▶ _Exercise instructions_
Go through the data below and copy it exactly, skipping every picture.
==== Extracted information
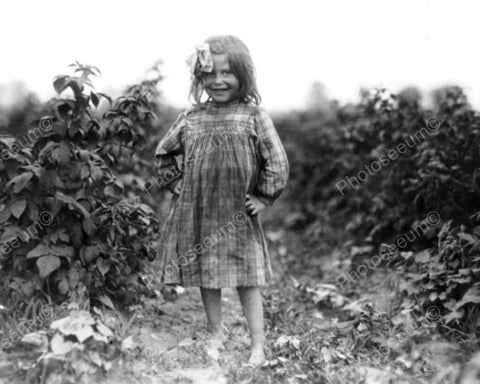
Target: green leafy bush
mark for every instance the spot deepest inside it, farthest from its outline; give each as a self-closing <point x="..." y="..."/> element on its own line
<point x="67" y="227"/>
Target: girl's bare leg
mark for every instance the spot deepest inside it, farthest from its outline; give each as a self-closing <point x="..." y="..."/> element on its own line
<point x="212" y="301"/>
<point x="251" y="300"/>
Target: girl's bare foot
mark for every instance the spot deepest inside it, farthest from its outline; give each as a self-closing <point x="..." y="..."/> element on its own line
<point x="257" y="357"/>
<point x="214" y="344"/>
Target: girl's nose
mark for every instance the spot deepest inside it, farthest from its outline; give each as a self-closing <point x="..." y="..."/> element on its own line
<point x="218" y="78"/>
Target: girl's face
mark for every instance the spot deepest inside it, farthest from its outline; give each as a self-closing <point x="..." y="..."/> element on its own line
<point x="221" y="84"/>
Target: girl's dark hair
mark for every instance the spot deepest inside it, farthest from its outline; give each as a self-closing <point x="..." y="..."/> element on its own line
<point x="240" y="63"/>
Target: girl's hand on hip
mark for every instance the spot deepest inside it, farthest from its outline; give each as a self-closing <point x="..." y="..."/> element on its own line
<point x="253" y="205"/>
<point x="175" y="186"/>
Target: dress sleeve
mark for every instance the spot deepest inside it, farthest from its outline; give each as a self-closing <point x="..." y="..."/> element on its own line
<point x="172" y="144"/>
<point x="274" y="165"/>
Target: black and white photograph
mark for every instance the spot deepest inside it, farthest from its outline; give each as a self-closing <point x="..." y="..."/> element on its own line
<point x="239" y="192"/>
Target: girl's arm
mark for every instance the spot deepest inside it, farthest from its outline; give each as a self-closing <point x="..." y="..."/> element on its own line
<point x="274" y="165"/>
<point x="166" y="165"/>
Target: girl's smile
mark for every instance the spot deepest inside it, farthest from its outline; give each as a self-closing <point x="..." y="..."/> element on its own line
<point x="221" y="84"/>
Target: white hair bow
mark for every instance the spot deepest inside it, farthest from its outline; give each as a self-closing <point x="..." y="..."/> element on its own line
<point x="201" y="57"/>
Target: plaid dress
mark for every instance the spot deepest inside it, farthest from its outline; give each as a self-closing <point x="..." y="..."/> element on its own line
<point x="228" y="151"/>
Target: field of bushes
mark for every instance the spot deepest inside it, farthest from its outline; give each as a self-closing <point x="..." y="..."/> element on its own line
<point x="385" y="187"/>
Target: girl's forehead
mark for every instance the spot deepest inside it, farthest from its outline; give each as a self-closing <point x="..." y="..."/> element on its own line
<point x="220" y="60"/>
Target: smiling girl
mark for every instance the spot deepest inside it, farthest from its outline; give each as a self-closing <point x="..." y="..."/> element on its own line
<point x="212" y="237"/>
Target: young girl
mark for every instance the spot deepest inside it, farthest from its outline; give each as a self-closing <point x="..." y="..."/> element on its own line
<point x="233" y="167"/>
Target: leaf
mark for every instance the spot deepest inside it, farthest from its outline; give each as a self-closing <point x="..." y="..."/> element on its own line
<point x="471" y="296"/>
<point x="74" y="203"/>
<point x="89" y="227"/>
<point x="20" y="181"/>
<point x="47" y="264"/>
<point x="89" y="253"/>
<point x="466" y="237"/>
<point x="95" y="99"/>
<point x="18" y="207"/>
<point x="105" y="300"/>
<point x="63" y="286"/>
<point x="40" y="250"/>
<point x="61" y="154"/>
<point x="59" y="84"/>
<point x="10" y="233"/>
<point x="5" y="213"/>
<point x="103" y="265"/>
<point x="64" y="251"/>
<point x="60" y="346"/>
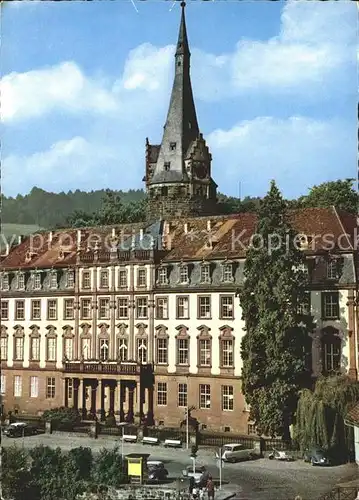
========
▶ _Response box_
Target: green leafy bush
mark for every instance the spot deepest inside it, farthest from its outline; give each as a self-closing <point x="..." y="..."/> element on its own line
<point x="67" y="227"/>
Target: girl's bare leg
mark for every instance the spot deepest inside it, farthest from its outline; give each as a self-closing <point x="..." y="..."/> element on its own line
<point x="212" y="301"/>
<point x="251" y="300"/>
Target: girl's bare foot
mark for every instance the spot deepest inside it, farthest from its outline; give each as a self-closing <point x="..." y="..."/> element on its own line
<point x="257" y="357"/>
<point x="214" y="344"/>
Target: girl's nose
mark for every instance the spot deepest inside it, farthest from its outline; give each as a self-closing <point x="..." y="..."/> element on its own line
<point x="218" y="78"/>
Target: girl's face
mark for every instance the spot deepest inside it, farthest from its outline; give each as a self-closing <point x="..." y="..."/> element on its own line
<point x="221" y="84"/>
Target: girl's dark hair
mark for every instance the spot deepest inside it, farthest from its outline; give each as a self-closing <point x="..." y="..."/> element on its own line
<point x="240" y="63"/>
Target: girl's hand on hip
mark for every instance the spot deepest inside it, farthest from its outline; give each as a self-closing <point x="..." y="..."/> element on its own line
<point x="253" y="205"/>
<point x="175" y="186"/>
Target: dress sleeve
mark for every instance the spot deepest inside it, farthest from its outline; give each as a self-closing <point x="..." y="..."/> element on its own line
<point x="172" y="144"/>
<point x="274" y="165"/>
Target: black and white photograph
mark for every instance the spot deepest inside it, farthest from its outline; give each as a self-closing <point x="..." y="..."/> element on its own line
<point x="239" y="192"/>
Target: girl's arm
mark for every instance the spot deepest inside it, farthest from its outline; give each as a self-closing <point x="..." y="..."/> element on its own line
<point x="274" y="165"/>
<point x="166" y="165"/>
Target: girl's smile
mark for every instance the spot deepest inside it, farthest from its outline; give each as a self-closing <point x="..." y="..."/> element on its own line
<point x="221" y="84"/>
Target: white hair bow
mark for every instance the spot deepest inside it, farthest from its outline; give each as a self-closing <point x="..." y="..."/> element on its own line
<point x="201" y="57"/>
Target: plaid dress
mark for every instance the spot deepest inside it, farthest from its outline; give each as a self-closing <point x="..." y="..."/> element on its own line
<point x="228" y="151"/>
Target: field of bushes
mark for every instance the spot deepest inside it, farthest from its outline; give each as a self-closing <point x="..." y="..."/> element on its own line
<point x="385" y="187"/>
Target: girl's forehead
mark for every instance the spot deepest inside it, farthest from its outline; give each as a self-closing <point x="..." y="..."/> element on its own line
<point x="220" y="60"/>
Target: smiling girl
mark for every instance the spot deepest inside it, farthest from its outline; give each as a self-closing <point x="..." y="..."/> element on its own line
<point x="212" y="237"/>
Target: young girl
mark for every instance the spot deepest inside it, farthest from its outline; give each as a self-closing <point x="..." y="..."/> element on its own line
<point x="233" y="167"/>
Target: leaf
mark for every instance the spot deepest inside it, farthest from its outline; give each as a self-closing <point x="..." y="..."/> element on its own line
<point x="471" y="296"/>
<point x="74" y="203"/>
<point x="89" y="227"/>
<point x="20" y="181"/>
<point x="47" y="264"/>
<point x="89" y="253"/>
<point x="466" y="237"/>
<point x="95" y="99"/>
<point x="18" y="207"/>
<point x="105" y="300"/>
<point x="63" y="286"/>
<point x="40" y="250"/>
<point x="61" y="154"/>
<point x="59" y="84"/>
<point x="10" y="233"/>
<point x="5" y="213"/>
<point x="103" y="265"/>
<point x="64" y="251"/>
<point x="60" y="346"/>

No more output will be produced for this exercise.